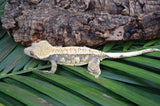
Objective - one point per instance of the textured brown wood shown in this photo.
(81, 22)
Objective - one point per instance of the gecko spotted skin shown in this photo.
(75, 56)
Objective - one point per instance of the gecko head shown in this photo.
(40, 50)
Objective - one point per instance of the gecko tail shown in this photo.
(129, 54)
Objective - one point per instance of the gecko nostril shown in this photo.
(31, 53)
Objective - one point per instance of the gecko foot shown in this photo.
(93, 67)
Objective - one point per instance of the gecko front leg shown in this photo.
(93, 67)
(53, 67)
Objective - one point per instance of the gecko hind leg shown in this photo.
(53, 68)
(94, 68)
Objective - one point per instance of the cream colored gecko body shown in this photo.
(75, 56)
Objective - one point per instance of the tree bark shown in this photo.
(81, 22)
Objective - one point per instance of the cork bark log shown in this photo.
(81, 22)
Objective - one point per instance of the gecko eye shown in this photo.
(31, 53)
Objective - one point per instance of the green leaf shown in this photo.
(132, 70)
(135, 95)
(52, 91)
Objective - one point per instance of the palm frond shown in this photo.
(128, 81)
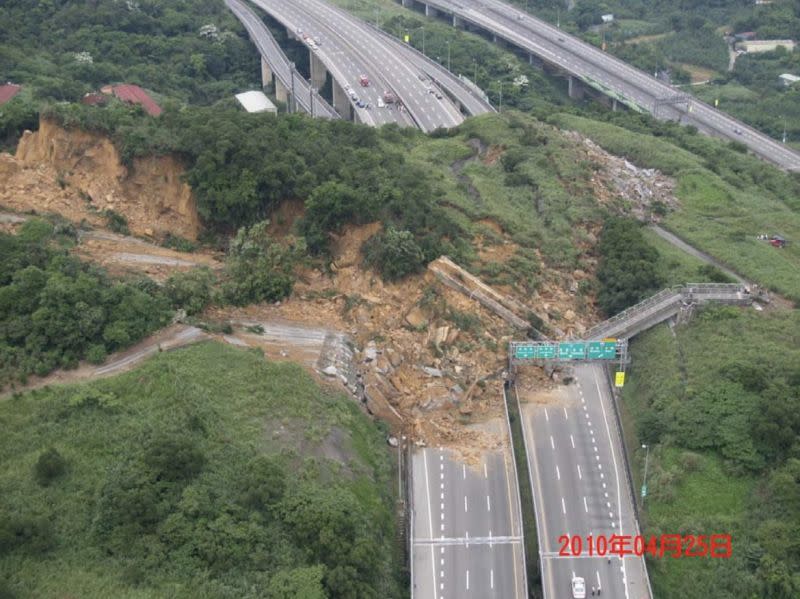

:: AUFGABE ::
Entnimm den Daten oben sämtliche Zeilen wortgetreu, lass die Bilder dabei aber weg.

:: ANTWORT ::
Objective - one point per instance of the textured brown wood shown in this photo.
(81, 22)
Objective - one point per instance of the gecko spotted skin shown in this photo.
(75, 56)
Objective - one point per instance of the gecko head shown in this photo.
(40, 50)
Objective - one point per instance of the gecko tail shown in this photo.
(129, 54)
Objective - one point per instance of the gecko nostril shown in this photo.
(31, 53)
Objective - one point per instance of the gecko foot shown in this photo.
(93, 67)
Objective - one point per instance of the gecko front leg shown in this photo.
(93, 67)
(53, 67)
Objective - one point per instance of the gecko hind leg shown in this photo.
(53, 68)
(94, 68)
Objective - one point per instance of the cream colored gecko body shown in this photo.
(75, 56)
Objective - one point per instance of the tree bark shown in this photo.
(81, 22)
Objective - one point per instance of the cork bark log shown in this photo.
(81, 22)
Objective - one point per instance of the gecko eye shown in this photo.
(31, 53)
Objective - one point per instance of the green leaf shown in this photo.
(132, 70)
(135, 95)
(52, 91)
Objective - one point per instance of the palm frond shown in this photo.
(128, 81)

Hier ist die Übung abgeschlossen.